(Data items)
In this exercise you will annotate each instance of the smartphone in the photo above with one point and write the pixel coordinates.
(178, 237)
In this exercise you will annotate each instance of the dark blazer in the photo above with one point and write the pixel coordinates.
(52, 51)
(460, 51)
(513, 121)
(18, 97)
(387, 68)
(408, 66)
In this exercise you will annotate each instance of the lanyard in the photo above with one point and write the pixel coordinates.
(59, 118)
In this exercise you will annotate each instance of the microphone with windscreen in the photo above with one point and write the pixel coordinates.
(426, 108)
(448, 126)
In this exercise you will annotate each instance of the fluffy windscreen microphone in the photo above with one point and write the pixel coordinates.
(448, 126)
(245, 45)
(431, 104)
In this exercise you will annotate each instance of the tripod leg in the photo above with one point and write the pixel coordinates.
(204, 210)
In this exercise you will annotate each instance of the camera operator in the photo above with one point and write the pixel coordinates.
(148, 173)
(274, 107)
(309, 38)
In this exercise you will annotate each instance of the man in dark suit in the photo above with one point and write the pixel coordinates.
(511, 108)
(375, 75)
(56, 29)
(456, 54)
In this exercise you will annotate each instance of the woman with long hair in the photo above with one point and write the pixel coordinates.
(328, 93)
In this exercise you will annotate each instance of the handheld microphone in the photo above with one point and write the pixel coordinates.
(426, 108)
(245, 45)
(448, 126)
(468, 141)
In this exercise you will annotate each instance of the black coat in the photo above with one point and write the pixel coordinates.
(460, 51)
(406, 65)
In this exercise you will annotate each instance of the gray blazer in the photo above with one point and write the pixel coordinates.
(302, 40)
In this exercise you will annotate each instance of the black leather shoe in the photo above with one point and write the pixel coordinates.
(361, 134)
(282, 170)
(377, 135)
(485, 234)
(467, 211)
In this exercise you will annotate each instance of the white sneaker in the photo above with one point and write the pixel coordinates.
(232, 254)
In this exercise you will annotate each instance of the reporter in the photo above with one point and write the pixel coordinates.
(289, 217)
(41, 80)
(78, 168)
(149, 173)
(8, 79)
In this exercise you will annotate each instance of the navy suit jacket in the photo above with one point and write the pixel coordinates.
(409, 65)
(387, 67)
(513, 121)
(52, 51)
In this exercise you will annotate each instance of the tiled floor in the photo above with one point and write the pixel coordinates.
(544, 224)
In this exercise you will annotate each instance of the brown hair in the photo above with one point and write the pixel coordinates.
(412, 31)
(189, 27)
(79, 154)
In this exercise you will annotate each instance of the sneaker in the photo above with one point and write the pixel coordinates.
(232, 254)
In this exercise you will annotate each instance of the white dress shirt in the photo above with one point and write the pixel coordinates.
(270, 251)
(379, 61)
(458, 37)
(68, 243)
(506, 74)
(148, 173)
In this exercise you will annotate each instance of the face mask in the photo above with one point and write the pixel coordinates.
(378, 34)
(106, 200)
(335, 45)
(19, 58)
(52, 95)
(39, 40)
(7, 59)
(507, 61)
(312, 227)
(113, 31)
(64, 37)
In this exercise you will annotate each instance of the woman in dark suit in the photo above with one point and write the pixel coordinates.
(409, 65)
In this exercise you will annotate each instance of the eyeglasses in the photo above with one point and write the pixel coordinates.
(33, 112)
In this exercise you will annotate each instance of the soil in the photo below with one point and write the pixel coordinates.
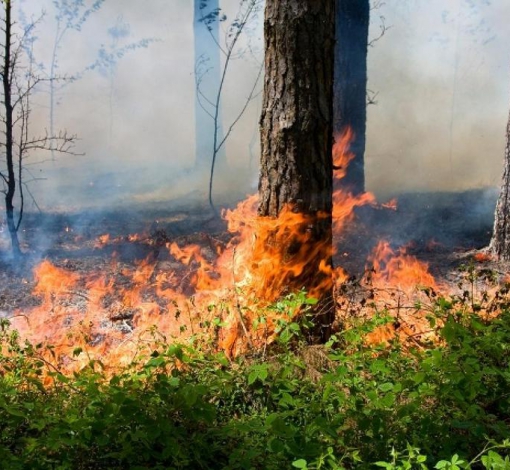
(444, 230)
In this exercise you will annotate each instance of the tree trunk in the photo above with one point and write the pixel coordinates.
(9, 123)
(350, 86)
(296, 141)
(500, 243)
(208, 120)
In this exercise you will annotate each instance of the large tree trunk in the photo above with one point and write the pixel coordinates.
(208, 119)
(8, 129)
(500, 243)
(296, 140)
(350, 86)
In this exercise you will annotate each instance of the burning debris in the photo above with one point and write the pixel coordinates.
(215, 288)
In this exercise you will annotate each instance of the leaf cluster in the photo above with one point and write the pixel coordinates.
(445, 406)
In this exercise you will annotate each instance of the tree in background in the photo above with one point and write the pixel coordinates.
(296, 139)
(231, 49)
(350, 84)
(18, 83)
(500, 242)
(109, 56)
(206, 26)
(70, 15)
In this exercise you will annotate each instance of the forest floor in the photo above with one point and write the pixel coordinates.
(443, 230)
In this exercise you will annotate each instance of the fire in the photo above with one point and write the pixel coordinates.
(345, 202)
(108, 313)
(399, 269)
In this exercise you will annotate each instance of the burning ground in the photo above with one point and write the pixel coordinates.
(107, 281)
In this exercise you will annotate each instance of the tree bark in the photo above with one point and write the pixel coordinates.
(350, 85)
(8, 130)
(500, 242)
(296, 140)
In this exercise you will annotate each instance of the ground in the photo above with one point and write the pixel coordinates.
(443, 230)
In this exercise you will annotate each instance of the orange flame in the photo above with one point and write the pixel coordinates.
(104, 312)
(399, 269)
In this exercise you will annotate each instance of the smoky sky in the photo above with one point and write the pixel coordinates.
(439, 75)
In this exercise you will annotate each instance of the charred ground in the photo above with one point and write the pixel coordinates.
(440, 229)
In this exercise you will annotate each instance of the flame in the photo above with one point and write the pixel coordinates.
(111, 312)
(399, 269)
(344, 202)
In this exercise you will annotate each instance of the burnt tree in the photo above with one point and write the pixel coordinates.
(350, 84)
(18, 82)
(296, 139)
(500, 242)
(8, 119)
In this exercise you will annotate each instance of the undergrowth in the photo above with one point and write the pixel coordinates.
(345, 405)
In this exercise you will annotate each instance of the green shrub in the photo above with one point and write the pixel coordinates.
(344, 405)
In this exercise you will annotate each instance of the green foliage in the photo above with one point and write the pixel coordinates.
(356, 406)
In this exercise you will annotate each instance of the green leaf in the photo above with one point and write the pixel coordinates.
(301, 463)
(386, 387)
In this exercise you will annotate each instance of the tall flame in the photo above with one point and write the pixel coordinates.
(108, 312)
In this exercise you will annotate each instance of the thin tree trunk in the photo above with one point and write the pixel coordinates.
(9, 142)
(208, 116)
(350, 87)
(296, 140)
(500, 243)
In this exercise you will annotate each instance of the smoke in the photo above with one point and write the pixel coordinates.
(440, 74)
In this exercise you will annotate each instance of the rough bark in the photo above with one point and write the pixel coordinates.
(8, 129)
(296, 136)
(208, 116)
(500, 243)
(350, 85)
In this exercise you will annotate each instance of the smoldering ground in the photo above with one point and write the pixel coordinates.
(439, 73)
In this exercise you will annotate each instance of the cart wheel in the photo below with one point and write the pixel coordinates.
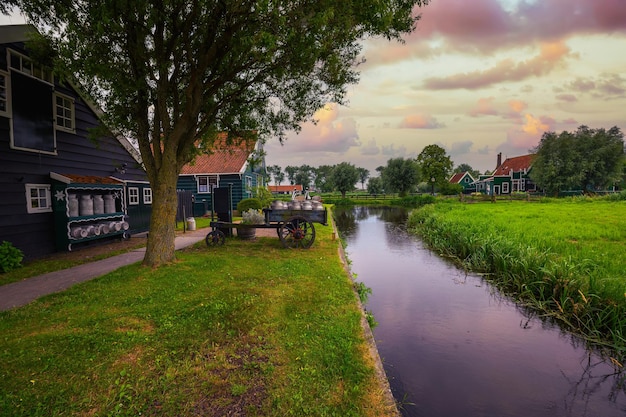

Stated problem: Filter the material above down to the lines containing the word "green", copying each such line in full. Case counts.

Exercise response:
In this exercise you will annotate each instance of the green shrub in the photo above with one point and write the pixel coordinates.
In this exercise you will annotate each instance of the green foliage in the photo above with one point and write the pixel coordinates.
In this exercise you will annotate each instance of the green leaf in the photo above with one point and write the pixel coordinates.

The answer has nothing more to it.